To illustrate the statistical power of the total HELIUS cohort, with 5,000 participants per ethnic group, we present two examples with different designs. First, we consider cross-sectional research with respect to risk factors for depression with a prevalence of 7% in the general population. With 30,000 participants, the cohort will have at least 90% power to find a significant association between a risk factor and the presence of depression if the odds ratio is larger than 1.20 assuming a risk factor that has relative frequency of 20%. With respect to a difference between ethnic groups in the association of a risk factor with depression, the cohort with 5,000 participants per ethnic group will have at least 90% power to show a difference in odds ratios if the ratio of the odds ratios is 1.95 larger assuming a odds ratio of 1.5 in the reference ethnic group.

As a second example of the statistical power, we consider longitudinal research with respect to a risk factor for acute myocardial infarction (MI). The total incidence in the general population is about 2.5 individuals per 1,000 participants per year, thus after a five year follow-up we will have about 375 participants with acute MI. With this number of cases there would be 90% power to find an association between a risk factor with prevalence of 20% and acute MI if the relative risk (RR) is 1.51. To find a true interaction between such risk factors and acute MI, the ratio of the relative risk must be 2.54.


Ethnic minority groups are excluded from most epidemiological studies in high-income countries in Europe. If they are included, the number of respondents from ethnic minority groups is generally too small to draw conclusions about specific ethnic groups. Consequently, the current evidence on the epidemiological profile of ethnic minorities is limited. Against this backdrop, the HELIUS study is unique in its goals and study population. We are not aware of other population-based cohort studies in Europe that include a broad range of ethnic groups, with a substantial number of respondents per group and a diversity of disease phenotypes. In their 2006 review of 72 cardiovascular cohort studies, Ranganathan and Bhopal concluded that even at the international level, only 15 of these were able, by design, to compare different ethnic groups. All of these were performed in the United States. Of the 41 studies in Europe, none was able to provide data according to ethnic group [43].

* _STUDY MATERIAL_:

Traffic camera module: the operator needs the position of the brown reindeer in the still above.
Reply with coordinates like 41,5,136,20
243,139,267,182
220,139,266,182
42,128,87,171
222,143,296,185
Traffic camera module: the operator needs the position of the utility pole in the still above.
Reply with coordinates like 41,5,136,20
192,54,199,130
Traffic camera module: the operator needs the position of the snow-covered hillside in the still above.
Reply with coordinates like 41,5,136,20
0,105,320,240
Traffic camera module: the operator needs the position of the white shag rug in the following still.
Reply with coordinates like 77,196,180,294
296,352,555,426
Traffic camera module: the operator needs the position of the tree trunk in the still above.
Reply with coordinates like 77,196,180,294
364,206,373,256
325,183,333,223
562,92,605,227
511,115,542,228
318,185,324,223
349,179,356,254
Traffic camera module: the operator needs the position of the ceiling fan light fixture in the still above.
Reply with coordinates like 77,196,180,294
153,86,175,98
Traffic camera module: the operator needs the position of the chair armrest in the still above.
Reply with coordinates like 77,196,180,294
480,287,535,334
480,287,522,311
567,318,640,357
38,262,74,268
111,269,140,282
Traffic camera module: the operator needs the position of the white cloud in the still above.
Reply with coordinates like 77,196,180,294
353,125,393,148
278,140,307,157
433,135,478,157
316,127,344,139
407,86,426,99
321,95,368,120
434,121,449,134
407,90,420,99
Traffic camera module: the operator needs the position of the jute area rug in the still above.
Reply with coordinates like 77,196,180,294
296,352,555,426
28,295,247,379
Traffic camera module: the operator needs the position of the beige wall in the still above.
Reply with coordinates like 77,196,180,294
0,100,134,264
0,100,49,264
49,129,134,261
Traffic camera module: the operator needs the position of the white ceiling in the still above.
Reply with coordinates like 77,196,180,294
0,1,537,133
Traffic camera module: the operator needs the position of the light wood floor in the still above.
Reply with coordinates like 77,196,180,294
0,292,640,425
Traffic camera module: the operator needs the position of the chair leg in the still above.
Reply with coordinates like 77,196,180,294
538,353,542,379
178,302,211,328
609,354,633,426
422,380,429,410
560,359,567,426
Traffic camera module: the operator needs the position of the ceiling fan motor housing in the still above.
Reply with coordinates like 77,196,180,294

* _CHECK YOUR UNDERSTANDING_:
1. In the passage on the HELIUS cohort, about how many participants with acute MI are expected after a five-year follow-up?
2. Carry the passage on the HELIUS cohort further, starting after its final sentence.
The rows are separate material and are not part of the passage on the HELIUS cohort.

* _EXERCISE RESPONSES_:
1. About 375 participants.

2.
The association between ethnicity and health may differ between situations, countries, and over time, depending on the characteristics of ethnic groups. If, for example, ethnic inequalities in health in a specific setting have been shown to be related to unhealthy behaviour, this does not necessarily apply to other settings or time periods. Also, the characteristics that link ethnicity to behaviour may differ. Therefore, it is crucial to study the mechanisms that link ethnicity to health if the aim is to understand how ethnic inequalities in common diseases arise. When these mechanisms have been identified, the role of these factors in ethnic inequalities in health may potentially be generalized to other settings.

By introducing ethnic heterogeneity, and by obtaining detailed information on the proximal risk factors and causal mechanisms underlying ethnic inequalities in health, the goal of HELIUS is to provide scientific evidence as to how ethnicity has an impact on the major causes of the global burden of disease. This evidence can be used to develop ethnically targeted interventions, and to target health care to the health needs of ethnic minority populations in high-income countries. HELIUS will thus contribute to the evidence base for the prevention of diseases and promotion of population health in general, and the reduction of ethnic inequalities in health in particular.